**Extract provided:**
Iran’s Revolutionary Guard said on Thursday it had struck a US airbase after American forces carried out strikes targeting an Iranian drone operation near the Strait of Hormuz, in an escalation that threatened the fragile ceasefire between the two sides and sent oil prices sharply higher.
A US official, speaking anonymously to discuss military operations, told Reuters that American forces had shot down four Iranian attack drones and struck a ground control station in the port city of Bandar Abbas that was about to launch a fifth. “These actions were measured, purely defensive and intended to maintain the ceasefire,” the official said.
The Islamic Revolutionary Guard Corps said it responded by targeting the US airbase from which the Bandar Abbas strike was launched, according to Tasnim news agency. Kuwait, which hosts a large US military base, said it was responding to missile and drone attacks without specifying their origin. Israel also reported sirens related to hostile aircraft activity in northern Israel, where it has been fighting Iran-backed Hezbollah militants.
Oil prices, having fallen more than 5% on Wednesday, rebounded sharply on news of the escalation. US crude futures gained more than 3%, while stocks fell and the dollar rose.
TRUMP THREATENS OMAN
The flare-up came hours after Trump rejected an Iranian state TV report that an unofficial draft agreement had been reached to restore commercial shipping through the strait to pre-war levels within a month, with Iran and Oman jointly managing traffic.
At a cabinet meeting on Wednesday, Trump said no single country would control the waterway and issued a stark warning to Oman — a country with which the US has decades-long military and economic ties. “Nobody’s going to control the strait. It’s international waters and Oman will behave just like everybody else or we’ll have to blow them up. They understand that, they’ll be fine,” Trump said.

**Data excerpts:**
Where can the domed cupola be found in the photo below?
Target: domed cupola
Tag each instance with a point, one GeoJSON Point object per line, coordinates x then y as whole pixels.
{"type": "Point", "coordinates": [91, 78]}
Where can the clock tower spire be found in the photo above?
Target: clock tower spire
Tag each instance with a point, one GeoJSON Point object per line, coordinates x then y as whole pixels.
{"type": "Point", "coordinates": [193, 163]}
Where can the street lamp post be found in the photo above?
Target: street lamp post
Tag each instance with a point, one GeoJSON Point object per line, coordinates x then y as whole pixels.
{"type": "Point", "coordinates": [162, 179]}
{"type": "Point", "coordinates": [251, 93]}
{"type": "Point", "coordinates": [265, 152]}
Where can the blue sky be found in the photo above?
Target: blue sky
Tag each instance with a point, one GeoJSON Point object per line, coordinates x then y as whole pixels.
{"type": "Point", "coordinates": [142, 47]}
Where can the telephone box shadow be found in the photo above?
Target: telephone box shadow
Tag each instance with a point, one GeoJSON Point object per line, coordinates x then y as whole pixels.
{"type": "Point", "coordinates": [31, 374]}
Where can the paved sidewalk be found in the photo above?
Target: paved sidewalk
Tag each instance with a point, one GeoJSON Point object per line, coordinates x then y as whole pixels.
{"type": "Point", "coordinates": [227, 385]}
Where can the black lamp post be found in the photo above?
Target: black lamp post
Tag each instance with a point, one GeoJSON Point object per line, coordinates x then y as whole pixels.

---

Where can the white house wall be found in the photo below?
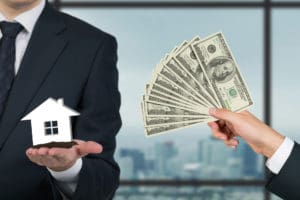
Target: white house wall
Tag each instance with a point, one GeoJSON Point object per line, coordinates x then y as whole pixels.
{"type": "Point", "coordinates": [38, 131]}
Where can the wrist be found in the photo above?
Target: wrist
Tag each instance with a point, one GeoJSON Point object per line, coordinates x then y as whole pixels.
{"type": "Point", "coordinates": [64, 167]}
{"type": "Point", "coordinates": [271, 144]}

* * *

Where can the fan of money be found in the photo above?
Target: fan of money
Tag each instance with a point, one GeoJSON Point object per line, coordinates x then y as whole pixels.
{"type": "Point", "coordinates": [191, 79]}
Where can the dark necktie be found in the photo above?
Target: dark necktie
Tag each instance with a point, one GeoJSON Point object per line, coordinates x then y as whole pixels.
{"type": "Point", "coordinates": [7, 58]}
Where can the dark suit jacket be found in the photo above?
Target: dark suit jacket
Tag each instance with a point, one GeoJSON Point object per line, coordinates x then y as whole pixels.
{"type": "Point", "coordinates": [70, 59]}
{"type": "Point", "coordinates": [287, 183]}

**Work task 1:** In the article on the Iran–US clash near the Strait of Hormuz, rewrite the stretch from "A US official, speaking" through "Iran-backed Hezbollah militants.", switching "airbase" to "air base".
**Work task 2:** According to the article on the Iran–US clash near the Strait of Hormuz, in which city was the ground control station struck by American forces?
**Work task 3:** Extend the article on the Iran–US clash near the Strait of Hormuz, starting after its final sentence.

**Final answer 1:**
A US official, speaking anonymously to discuss military operations, told Reuters that American forces had shot down four Iranian attack drones and struck a ground control station in the port city of Bandar Abbas that was about to launch a fifth. “These actions were measured, purely defensive and intended to maintain the ceasefire,” the official said.
The Islamic Revolutionary Guard Corps said it responded by targeting the US air base from which the Bandar Abbas strike was launched, according to Tasnim news agency. Kuwait, which hosts a large US military base, said it was responding to missile and drone attacks without specifying their origin. Israel also reported sirens related to hostile aircraft activity in northern Israel, where it has been fighting Iran-backed Hezbollah militants.

**Final answer 2:** The port city of Bandar Abbas.

**Final answer 3:**
Trump added that he was not yet satisfied on a deal with Iran and that the US was not discussing easing sanctions. The White House dismissed the Iranian TV report as a “complete fabrication.” Tehran did not comment. The White House and Oman’s embassy in Washington did not immediately respond to requests for comment.
The Iranian TV report had also said the US would lift its blockade of Iranian ports and withdraw military forces from Iran’s vicinity. It made no mention of Iran’s nuclear programme, which Washington wants dismantled.
Ebrahim Azizi, head of the Iranian parliament’s national security committee, said Trump’s remarks would not force Iran to abandon its demands to enrich uranium, exercise authority over the strait and have sanctions lifted. “It is obvious Trump, seeking a way out of this strategic deadlock, alternates between issuing threats and appealing for an agreement,” Azizi wrote on X.
The US Treasury Department added the Persian Gulf Strait Authority — the Iranian body established to manage passage through the waterway — to its list of sanctioned entities posing threats to US national security.
STICKING POINTS REMAIN
The Strait of Hormuz handled a fifth of global oil and liquefied natural gas traffic before the war began on 28 February with US and Israeli strikes on Iran, killing thousands. The waterway, Iran’s nuclear programme and ongoing sanctions remain the central sticking points in negotiations to end the now three-month conflict.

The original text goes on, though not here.